**Prompt:** In the records below, find the line that contains "Query: canned food stack" and the line that contains "the elderly man.", then retype exactly those two lines and every line between them.

**Given entries:**
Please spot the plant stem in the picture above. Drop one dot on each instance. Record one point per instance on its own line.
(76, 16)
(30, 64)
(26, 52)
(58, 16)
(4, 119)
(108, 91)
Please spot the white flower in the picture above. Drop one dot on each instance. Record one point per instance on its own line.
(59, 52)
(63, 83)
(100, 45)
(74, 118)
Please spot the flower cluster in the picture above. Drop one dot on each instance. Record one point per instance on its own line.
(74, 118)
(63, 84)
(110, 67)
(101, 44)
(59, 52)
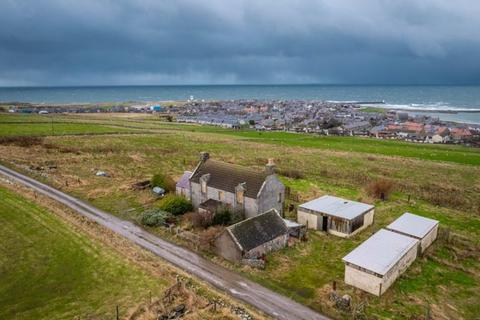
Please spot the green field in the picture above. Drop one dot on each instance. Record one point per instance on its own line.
(50, 271)
(442, 182)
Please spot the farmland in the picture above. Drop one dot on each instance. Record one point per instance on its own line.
(441, 182)
(51, 271)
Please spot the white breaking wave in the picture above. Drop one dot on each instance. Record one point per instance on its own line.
(427, 107)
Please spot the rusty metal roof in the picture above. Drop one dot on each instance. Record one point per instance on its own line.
(413, 225)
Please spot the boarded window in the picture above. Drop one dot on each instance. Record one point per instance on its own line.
(240, 196)
(357, 223)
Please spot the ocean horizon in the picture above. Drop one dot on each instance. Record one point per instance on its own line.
(448, 102)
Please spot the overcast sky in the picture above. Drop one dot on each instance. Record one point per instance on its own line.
(95, 42)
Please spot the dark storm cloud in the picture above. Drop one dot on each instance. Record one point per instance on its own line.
(160, 42)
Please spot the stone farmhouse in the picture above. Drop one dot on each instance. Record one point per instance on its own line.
(242, 190)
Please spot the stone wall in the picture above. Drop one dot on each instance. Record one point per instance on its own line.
(249, 208)
(227, 248)
(269, 195)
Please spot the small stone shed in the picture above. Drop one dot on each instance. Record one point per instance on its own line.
(375, 264)
(182, 188)
(252, 238)
(335, 215)
(418, 227)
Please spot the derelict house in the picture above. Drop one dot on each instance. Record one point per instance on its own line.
(241, 189)
(337, 216)
(379, 261)
(418, 227)
(252, 238)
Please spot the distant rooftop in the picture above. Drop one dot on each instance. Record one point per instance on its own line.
(338, 207)
(412, 224)
(380, 252)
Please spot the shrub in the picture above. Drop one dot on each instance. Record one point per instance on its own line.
(223, 216)
(291, 173)
(380, 188)
(207, 238)
(155, 218)
(174, 204)
(163, 181)
(200, 220)
(21, 141)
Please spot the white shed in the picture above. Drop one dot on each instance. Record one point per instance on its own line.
(418, 227)
(335, 215)
(375, 264)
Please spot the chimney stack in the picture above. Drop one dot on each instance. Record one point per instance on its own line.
(204, 156)
(270, 167)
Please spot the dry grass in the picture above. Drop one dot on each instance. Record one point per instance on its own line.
(380, 189)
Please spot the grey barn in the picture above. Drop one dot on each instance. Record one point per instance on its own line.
(241, 189)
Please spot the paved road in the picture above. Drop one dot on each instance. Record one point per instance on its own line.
(271, 303)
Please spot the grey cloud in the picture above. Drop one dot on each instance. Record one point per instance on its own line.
(163, 42)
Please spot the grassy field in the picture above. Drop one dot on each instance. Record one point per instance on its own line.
(442, 182)
(50, 271)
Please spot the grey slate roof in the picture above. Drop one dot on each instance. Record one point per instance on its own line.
(380, 252)
(338, 207)
(412, 224)
(227, 176)
(255, 231)
(184, 180)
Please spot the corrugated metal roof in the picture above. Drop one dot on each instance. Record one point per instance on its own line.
(380, 252)
(184, 180)
(292, 224)
(338, 207)
(412, 224)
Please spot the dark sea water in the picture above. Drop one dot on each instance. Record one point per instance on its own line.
(461, 102)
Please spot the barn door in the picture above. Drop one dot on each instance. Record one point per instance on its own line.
(324, 223)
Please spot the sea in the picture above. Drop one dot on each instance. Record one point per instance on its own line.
(458, 103)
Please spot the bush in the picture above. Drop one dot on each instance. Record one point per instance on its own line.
(223, 216)
(291, 173)
(174, 204)
(21, 141)
(200, 220)
(163, 181)
(155, 218)
(380, 188)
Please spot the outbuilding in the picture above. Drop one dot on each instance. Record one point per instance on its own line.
(421, 228)
(253, 238)
(335, 215)
(182, 188)
(375, 264)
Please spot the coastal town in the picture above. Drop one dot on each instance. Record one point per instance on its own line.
(329, 118)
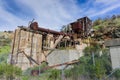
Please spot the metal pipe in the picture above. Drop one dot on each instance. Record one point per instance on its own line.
(11, 62)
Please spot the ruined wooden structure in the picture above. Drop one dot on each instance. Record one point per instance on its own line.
(32, 45)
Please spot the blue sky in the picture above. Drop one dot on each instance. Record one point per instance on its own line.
(53, 14)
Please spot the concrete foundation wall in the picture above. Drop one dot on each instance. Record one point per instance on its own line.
(31, 44)
(62, 56)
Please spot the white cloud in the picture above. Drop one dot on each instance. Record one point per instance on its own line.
(101, 12)
(8, 21)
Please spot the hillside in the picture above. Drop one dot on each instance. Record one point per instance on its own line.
(107, 28)
(5, 45)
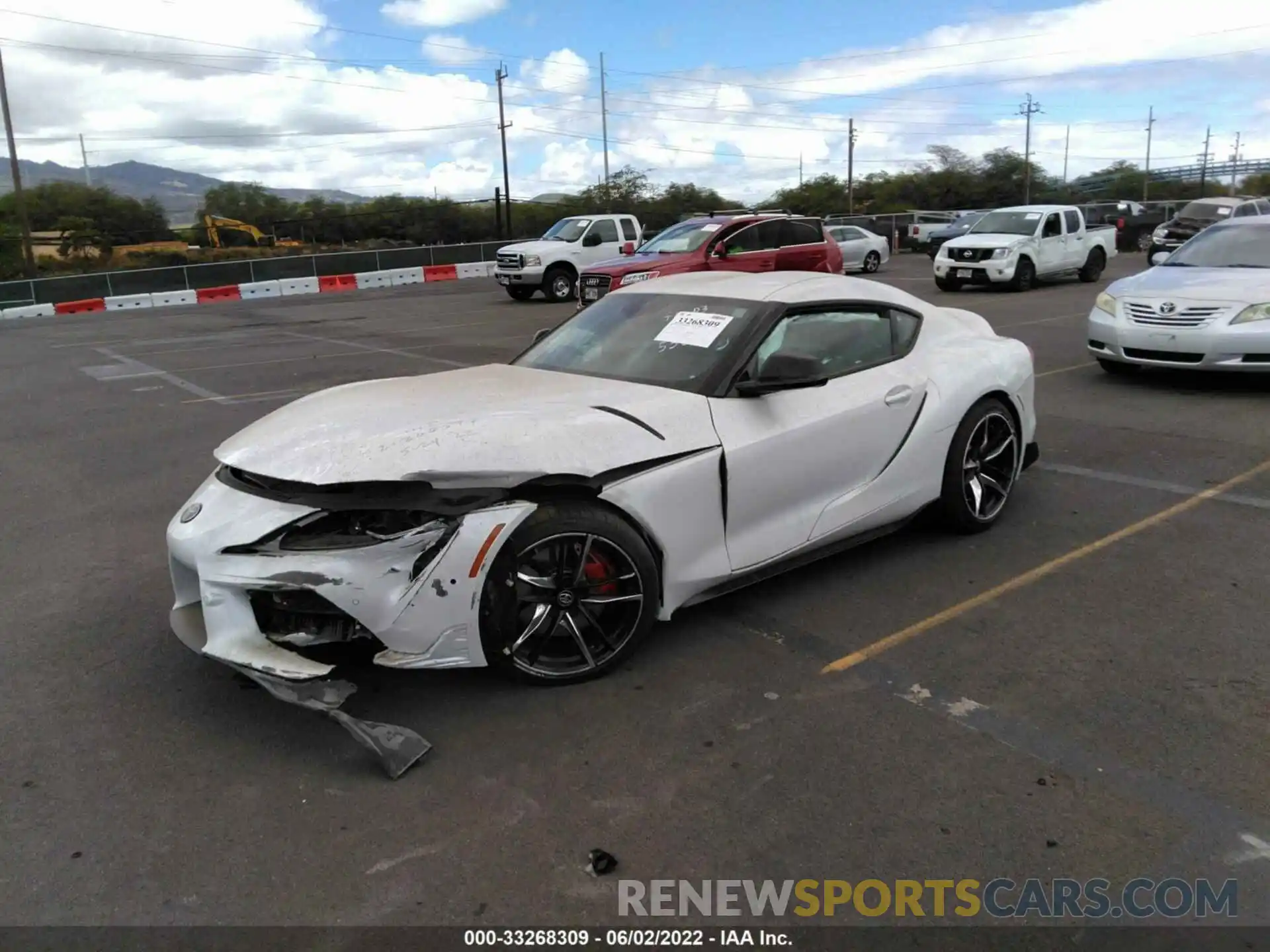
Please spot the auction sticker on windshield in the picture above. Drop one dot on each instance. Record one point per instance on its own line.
(694, 328)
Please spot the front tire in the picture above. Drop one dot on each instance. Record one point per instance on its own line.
(1025, 276)
(559, 285)
(570, 596)
(981, 467)
(1094, 266)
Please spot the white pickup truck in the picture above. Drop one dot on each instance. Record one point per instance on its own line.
(552, 264)
(1017, 247)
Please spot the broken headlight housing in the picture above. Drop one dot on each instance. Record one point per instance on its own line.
(355, 528)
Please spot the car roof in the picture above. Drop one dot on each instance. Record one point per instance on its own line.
(784, 287)
(1038, 208)
(1222, 200)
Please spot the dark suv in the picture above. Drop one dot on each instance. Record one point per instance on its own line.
(1198, 215)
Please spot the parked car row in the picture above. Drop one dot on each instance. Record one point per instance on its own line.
(586, 257)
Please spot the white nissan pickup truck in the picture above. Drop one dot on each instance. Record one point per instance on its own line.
(553, 263)
(1019, 247)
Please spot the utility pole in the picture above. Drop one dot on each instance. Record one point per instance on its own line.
(603, 114)
(499, 75)
(88, 175)
(1203, 168)
(851, 161)
(1235, 161)
(1067, 145)
(1028, 110)
(19, 202)
(1146, 178)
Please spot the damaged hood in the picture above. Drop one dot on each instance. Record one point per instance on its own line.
(494, 426)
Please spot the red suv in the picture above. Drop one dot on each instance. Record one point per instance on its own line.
(719, 243)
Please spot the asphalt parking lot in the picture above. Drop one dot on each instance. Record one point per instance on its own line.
(1104, 716)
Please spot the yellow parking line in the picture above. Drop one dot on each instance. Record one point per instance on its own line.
(1064, 370)
(1040, 571)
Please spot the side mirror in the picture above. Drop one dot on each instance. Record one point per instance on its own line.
(785, 371)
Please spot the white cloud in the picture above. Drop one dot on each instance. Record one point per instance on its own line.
(440, 13)
(559, 71)
(454, 51)
(206, 106)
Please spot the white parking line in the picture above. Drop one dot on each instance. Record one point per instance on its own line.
(1143, 483)
(135, 368)
(378, 349)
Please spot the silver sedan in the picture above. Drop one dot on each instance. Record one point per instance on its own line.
(861, 251)
(1206, 306)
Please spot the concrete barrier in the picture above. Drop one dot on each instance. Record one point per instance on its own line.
(28, 311)
(127, 302)
(171, 299)
(299, 286)
(405, 276)
(225, 292)
(441, 272)
(328, 284)
(84, 306)
(374, 280)
(261, 288)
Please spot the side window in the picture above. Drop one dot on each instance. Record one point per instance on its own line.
(842, 340)
(606, 229)
(802, 233)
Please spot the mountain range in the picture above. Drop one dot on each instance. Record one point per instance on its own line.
(181, 193)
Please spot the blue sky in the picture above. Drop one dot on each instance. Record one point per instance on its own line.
(397, 95)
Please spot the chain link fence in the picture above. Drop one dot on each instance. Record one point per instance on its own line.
(190, 277)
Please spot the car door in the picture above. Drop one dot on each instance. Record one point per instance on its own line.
(854, 245)
(802, 247)
(1078, 241)
(752, 248)
(792, 456)
(609, 244)
(1050, 247)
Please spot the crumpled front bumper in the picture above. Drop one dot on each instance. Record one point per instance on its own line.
(425, 619)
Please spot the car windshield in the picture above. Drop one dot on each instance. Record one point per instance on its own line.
(686, 237)
(1006, 223)
(567, 230)
(1206, 211)
(668, 340)
(1226, 247)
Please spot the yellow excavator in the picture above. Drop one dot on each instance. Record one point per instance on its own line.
(230, 233)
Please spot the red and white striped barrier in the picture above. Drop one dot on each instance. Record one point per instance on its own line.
(286, 287)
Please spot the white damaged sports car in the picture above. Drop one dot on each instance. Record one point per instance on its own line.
(677, 440)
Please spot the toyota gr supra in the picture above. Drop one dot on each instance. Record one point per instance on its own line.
(673, 441)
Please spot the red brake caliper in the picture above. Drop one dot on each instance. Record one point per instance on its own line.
(596, 571)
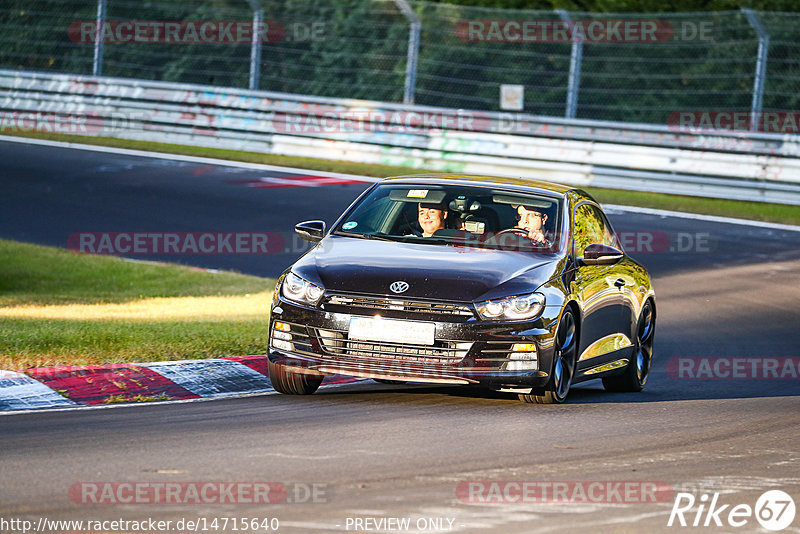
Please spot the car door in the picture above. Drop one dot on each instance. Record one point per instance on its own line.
(597, 289)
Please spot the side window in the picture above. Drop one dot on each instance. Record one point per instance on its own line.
(591, 227)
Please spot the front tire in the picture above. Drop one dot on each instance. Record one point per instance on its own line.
(292, 383)
(564, 361)
(638, 369)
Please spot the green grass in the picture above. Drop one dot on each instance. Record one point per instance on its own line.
(760, 211)
(59, 307)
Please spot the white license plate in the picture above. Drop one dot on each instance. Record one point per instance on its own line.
(378, 329)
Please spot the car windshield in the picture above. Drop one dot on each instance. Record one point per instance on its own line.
(456, 215)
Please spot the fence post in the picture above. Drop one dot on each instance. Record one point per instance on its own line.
(761, 67)
(97, 63)
(413, 50)
(255, 44)
(575, 59)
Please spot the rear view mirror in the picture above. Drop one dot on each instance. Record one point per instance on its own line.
(599, 254)
(311, 231)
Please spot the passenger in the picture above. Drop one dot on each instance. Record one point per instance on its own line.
(532, 221)
(432, 217)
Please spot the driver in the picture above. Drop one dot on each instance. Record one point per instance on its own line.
(431, 217)
(532, 221)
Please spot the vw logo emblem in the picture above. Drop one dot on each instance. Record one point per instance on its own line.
(399, 287)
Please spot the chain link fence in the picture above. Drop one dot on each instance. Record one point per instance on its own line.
(612, 67)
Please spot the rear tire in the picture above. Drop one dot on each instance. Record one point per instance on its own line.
(565, 357)
(292, 383)
(638, 369)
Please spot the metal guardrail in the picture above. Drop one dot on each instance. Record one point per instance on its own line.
(743, 166)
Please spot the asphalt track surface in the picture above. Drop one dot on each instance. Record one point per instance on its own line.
(401, 451)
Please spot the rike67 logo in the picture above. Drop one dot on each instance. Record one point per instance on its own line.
(774, 510)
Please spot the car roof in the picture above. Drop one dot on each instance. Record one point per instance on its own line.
(488, 181)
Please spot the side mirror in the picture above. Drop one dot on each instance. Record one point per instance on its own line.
(599, 254)
(311, 231)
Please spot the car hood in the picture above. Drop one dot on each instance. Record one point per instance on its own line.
(364, 266)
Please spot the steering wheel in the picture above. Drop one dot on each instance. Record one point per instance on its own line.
(522, 233)
(514, 230)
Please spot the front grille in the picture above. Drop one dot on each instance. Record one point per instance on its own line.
(392, 303)
(336, 343)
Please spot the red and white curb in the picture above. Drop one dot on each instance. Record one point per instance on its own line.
(94, 385)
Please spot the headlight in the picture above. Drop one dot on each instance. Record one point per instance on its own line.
(511, 308)
(298, 290)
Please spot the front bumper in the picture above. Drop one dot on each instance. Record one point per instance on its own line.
(466, 350)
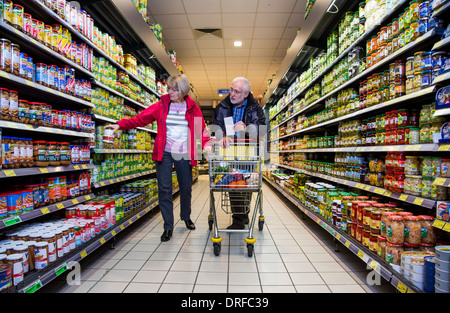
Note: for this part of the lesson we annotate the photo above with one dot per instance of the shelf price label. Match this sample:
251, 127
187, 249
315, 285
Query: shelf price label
418, 201
439, 181
444, 148
401, 287
9, 173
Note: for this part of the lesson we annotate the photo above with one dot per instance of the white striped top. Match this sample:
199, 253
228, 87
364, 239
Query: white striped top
177, 129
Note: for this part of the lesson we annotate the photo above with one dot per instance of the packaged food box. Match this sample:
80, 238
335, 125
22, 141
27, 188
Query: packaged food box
442, 211
443, 98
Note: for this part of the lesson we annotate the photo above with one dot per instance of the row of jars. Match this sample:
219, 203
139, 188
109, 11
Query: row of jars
411, 24
61, 78
20, 152
53, 36
46, 191
371, 222
41, 114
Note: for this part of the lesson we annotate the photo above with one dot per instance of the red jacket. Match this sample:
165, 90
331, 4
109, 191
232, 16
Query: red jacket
159, 111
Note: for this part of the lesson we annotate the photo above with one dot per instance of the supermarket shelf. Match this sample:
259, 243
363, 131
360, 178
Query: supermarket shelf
42, 129
40, 6
412, 96
442, 112
430, 147
376, 263
111, 120
32, 44
443, 225
121, 179
442, 181
441, 10
426, 203
121, 151
30, 171
25, 84
360, 40
39, 212
117, 93
36, 281
441, 44
422, 40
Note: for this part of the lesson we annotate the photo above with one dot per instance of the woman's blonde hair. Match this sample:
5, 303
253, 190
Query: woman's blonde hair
179, 82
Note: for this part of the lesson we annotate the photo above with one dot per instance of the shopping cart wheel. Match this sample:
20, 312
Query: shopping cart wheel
250, 250
210, 223
216, 249
261, 225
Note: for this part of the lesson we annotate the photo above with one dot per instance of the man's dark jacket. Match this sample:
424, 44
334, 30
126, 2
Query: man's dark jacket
253, 114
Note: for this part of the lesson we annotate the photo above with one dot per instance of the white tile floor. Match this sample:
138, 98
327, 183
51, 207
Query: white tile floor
291, 255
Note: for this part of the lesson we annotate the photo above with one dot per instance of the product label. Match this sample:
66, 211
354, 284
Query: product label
40, 258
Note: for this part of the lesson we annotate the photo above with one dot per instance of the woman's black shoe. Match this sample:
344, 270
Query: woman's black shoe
166, 235
190, 224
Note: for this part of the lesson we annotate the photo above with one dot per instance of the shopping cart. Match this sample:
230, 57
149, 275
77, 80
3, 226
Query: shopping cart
235, 174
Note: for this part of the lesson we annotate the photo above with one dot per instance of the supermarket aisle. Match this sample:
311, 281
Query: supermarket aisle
288, 258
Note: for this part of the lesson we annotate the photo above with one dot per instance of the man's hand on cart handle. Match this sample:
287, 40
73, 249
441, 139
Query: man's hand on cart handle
225, 141
208, 150
114, 127
239, 126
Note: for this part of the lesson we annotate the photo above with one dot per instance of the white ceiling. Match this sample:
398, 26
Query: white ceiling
266, 27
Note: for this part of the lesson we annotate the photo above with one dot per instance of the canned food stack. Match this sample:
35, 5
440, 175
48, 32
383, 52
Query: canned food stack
442, 269
31, 248
415, 268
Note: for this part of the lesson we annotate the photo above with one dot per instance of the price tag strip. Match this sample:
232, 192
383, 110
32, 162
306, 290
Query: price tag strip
83, 251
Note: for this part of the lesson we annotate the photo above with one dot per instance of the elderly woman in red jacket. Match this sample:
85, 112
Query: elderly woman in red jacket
180, 123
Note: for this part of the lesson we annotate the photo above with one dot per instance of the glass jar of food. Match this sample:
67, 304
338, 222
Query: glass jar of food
385, 222
40, 153
412, 165
381, 246
425, 133
445, 163
414, 135
4, 103
427, 166
435, 166
425, 78
395, 230
428, 230
24, 111
393, 253
418, 61
413, 230
409, 84
426, 187
425, 114
399, 161
400, 70
5, 55
416, 185
400, 88
65, 153
409, 66
13, 106
15, 59
54, 154
407, 187
438, 193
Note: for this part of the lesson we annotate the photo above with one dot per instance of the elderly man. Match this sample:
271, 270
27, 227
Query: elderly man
247, 116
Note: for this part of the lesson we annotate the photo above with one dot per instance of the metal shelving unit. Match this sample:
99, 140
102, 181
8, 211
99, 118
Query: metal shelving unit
371, 259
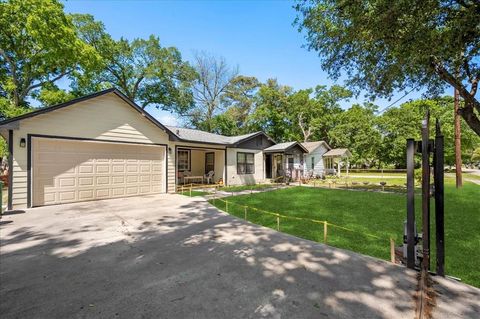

**Task result:**
Query: canned food stack
442, 269
31, 248
415, 268
Note: for this part of the lesson we annotate the photo above with one dot per instance of the price tag strip. Match this sample:
232, 192
383, 110
32, 162
306, 290
Query: price tag strip
83, 251
Note: for this part of the lesson we annotate the photo above with one dot per instance of the elderly woman in red jacket. Match this sample:
85, 112
Query: elderly woman in red jacket
180, 123
Note: for this part of the lesson we annotate the photo above with one dot per instance of the glass jar of food. Match this sample:
67, 304
338, 222
Query: glass jar of food
385, 222
40, 153
412, 165
381, 246
425, 133
445, 163
414, 135
4, 103
427, 166
435, 166
425, 78
395, 230
428, 230
24, 111
393, 253
418, 61
413, 230
409, 84
426, 187
425, 114
399, 161
400, 70
5, 55
416, 185
400, 88
65, 153
409, 66
13, 106
15, 59
54, 154
407, 187
438, 193
Note: for this part of the lesson we annotate the photo above with one dot per instance of the elderly man. Match this sample:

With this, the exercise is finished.